• [WHAT TO WORK ON]:
- 1) How much did Babcock International's shares rise over the past 12 months, according to the FTSE 100 article?
- 2) Write out the FTSE 100 article from the words "Rolls-Royce shares still" up to and including the words "141% over the past 12 months.".

• [SUPPLIED TEXT]:
The shares struggled after the pandemic, when air travel collapsed and engine servicing revenues dried up. Recovery began in 2022 as flying resumed, boosting income from maintenance contracts. The real transformation landed under chief executive Tufan Erginbilgic, appointed January 2023, who slashed costs, streamlined operations, and focused the business on cash generation and core growth areas.
FTSE 100 standout star
Latest half-year results, published on 31 July, showed first-half profits jumping 50% to £1.4bn, with free cash flow of £1.6bn. But after such a strong run, growth surely has to slow, especially with a toppy-looking price-to-earnings (P/E) ratio of more than 55 times earnings.
Rolls-Royce shares still have a bit of poke, rising exactly 100% over the past 12 months. Yet, two other FTSE 100 stocks have outpaced them over the same period. Gold and silver miner Fresnillo has surged 183%, driven by soaring precious metal prices as investors race for safe ports in today’s economic and geopolitical storms. However, I think it looks expensive with a PE of 77, and investors must think very carefully before they consider buying now.
Babcock is a big winner
It’s the second that really interests me, Babcock International (LSE: BAB), which has soared 141% over the past 12 months.
Babcock’s revival has been driven by the resurgence of Western defence spending following Russia’s invasion of Ukraine. Concerns about China’s stance on Taiwan have only intensified the push.
Rolls-Royce has benefited as well, through its defence division, but Babcock is a purer play on the sector. Lately, it’s even outpaced larger rival BAE Systems, up 41% over the last year. Starting from a smaller base and a lower valuation has helped Babcock go further, faster.
Strong results and solid growth
On 25 September, Babcock issued an upbeat trading update, with organic revenue growth and profit margins rising nicely. Its nuclear and aviation divisions performed strongly, securing major long-term contracts, including a £114m submarine deal for the Royal Navy and an eight-year contract with the Australian Border Force. The order book now stands at a healthy £10.4bn
Despite the share price surge, Babcock’s P/E ratio stands at a modest 23, far cheaper than Rolls-Royce or Fresnillo. Its market cap now nudges £6bn, so future gains may be slower.
In the event that we get some kind of workable peace deal in Ukraine, the whole mood could change and the Babcock share price could take a beating. It seems unlikely, though.
I think Babcock shares are worth considering with a long-term view, although the growth may slow from here. Brokers seem to agree. Consensus forecasts produce a median 12-month target of 1,257p, up a modest 5% from today. Six out of eight brokers still rate the stock a Strong Buy, though. None say Sell.
I’m generally wary of momentum trades, but Babcock still has wings. I think it could outgun Rolls-Royce over the next year, too. It’s also a great example of how overlooked UK blue chips can surge to prominence and make investors rich. There are more out there.

• [PROVIDED RECORDS]:
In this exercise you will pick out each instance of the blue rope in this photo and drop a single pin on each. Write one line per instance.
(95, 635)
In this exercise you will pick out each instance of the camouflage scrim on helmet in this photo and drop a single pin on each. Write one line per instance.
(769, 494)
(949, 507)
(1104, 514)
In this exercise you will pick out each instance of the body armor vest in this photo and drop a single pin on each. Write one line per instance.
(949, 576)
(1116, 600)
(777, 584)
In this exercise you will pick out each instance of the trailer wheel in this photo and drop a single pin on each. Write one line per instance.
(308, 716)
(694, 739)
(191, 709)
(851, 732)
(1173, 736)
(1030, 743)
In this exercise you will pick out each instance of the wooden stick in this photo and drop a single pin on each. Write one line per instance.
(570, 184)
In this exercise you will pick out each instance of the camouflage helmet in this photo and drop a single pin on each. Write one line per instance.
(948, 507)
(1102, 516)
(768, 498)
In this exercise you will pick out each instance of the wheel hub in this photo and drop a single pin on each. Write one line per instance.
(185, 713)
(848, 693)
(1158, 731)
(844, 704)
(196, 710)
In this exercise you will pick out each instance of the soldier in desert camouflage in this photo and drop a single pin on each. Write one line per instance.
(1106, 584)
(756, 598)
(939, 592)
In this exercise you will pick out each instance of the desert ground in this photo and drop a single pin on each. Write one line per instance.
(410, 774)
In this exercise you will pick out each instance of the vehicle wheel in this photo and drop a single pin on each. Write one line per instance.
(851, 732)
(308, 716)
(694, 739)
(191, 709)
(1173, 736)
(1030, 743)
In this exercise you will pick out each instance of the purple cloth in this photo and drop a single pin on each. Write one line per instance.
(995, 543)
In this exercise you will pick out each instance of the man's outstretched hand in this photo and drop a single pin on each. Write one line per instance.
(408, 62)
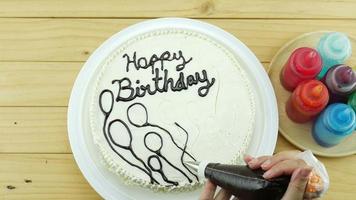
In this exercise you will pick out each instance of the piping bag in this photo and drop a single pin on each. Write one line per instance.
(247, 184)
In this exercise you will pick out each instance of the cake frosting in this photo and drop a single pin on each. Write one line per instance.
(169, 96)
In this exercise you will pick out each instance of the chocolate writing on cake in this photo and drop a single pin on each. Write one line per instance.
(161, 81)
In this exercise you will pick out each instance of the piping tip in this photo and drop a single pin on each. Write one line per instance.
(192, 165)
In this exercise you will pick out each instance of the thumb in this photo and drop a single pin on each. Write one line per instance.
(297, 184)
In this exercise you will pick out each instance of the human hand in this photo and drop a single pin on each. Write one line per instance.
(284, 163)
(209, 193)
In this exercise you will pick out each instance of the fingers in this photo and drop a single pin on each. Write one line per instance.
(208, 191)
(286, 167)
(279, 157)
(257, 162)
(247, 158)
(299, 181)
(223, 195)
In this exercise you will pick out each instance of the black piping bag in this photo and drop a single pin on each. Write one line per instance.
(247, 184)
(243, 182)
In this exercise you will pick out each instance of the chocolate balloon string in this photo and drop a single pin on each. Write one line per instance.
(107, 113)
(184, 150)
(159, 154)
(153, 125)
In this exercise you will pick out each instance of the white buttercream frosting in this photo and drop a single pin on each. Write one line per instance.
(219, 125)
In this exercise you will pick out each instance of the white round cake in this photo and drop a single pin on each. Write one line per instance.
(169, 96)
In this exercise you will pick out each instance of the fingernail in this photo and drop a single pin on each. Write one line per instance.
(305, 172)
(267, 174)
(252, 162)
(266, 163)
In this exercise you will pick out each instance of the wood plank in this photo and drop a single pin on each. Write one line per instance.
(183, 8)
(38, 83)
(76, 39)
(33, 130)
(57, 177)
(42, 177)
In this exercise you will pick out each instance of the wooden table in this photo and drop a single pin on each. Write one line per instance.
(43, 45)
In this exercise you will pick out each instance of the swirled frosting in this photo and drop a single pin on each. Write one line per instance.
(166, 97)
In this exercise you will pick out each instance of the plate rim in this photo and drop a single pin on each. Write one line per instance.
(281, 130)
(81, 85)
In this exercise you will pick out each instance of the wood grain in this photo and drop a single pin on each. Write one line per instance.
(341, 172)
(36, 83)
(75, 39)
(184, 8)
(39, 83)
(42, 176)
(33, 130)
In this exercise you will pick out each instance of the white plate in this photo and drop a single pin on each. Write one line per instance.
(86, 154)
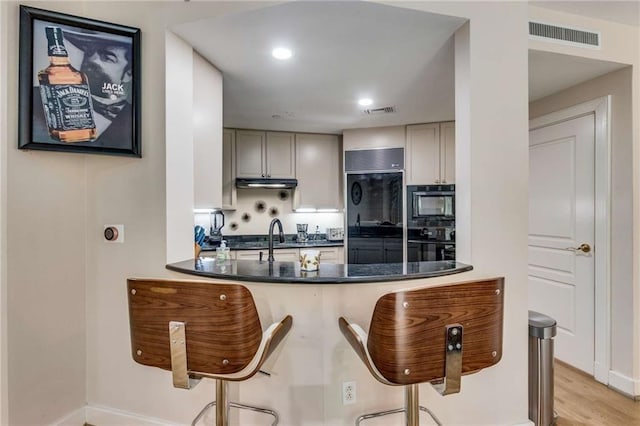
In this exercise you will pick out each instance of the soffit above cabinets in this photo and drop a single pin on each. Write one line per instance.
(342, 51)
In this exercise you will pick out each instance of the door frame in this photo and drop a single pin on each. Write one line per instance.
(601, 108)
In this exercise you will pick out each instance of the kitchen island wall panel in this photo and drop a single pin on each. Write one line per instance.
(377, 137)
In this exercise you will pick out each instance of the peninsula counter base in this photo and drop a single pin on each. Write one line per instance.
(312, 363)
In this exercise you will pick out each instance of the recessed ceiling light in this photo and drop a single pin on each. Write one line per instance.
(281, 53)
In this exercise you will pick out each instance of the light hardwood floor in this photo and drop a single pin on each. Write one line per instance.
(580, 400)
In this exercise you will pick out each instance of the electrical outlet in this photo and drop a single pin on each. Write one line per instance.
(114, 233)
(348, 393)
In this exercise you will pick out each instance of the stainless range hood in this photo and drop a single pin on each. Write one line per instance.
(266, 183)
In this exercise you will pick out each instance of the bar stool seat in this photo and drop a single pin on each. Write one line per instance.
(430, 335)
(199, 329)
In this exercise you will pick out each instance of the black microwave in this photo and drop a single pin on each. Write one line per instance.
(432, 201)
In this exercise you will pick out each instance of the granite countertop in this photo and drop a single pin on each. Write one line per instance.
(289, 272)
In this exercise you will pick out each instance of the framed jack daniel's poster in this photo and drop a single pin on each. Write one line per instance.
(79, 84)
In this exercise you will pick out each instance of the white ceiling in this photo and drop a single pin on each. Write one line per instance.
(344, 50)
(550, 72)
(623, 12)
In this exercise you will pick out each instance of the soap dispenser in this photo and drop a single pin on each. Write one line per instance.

• [OUTPUTS BY TASK]:
- 1) They rose 141%.

- 2)
Rolls-Royce shares still have a bit of poke, rising exactly 100% over the past 12 months. Yet, two other FTSE 100 stocks have outpaced them over the same period. Gold and silver miner Fresnillo has surged 183%, driven by soaring precious metal prices as investors race for safe ports in today’s economic and geopolitical storms. However, I think it looks expensive with a PE of 77, and investors must think very carefully before they consider buying now.
Babcock is a big winner
It’s the second that really interests me, Babcock International (LSE: BAB), which has soared 141% over the past 12 months.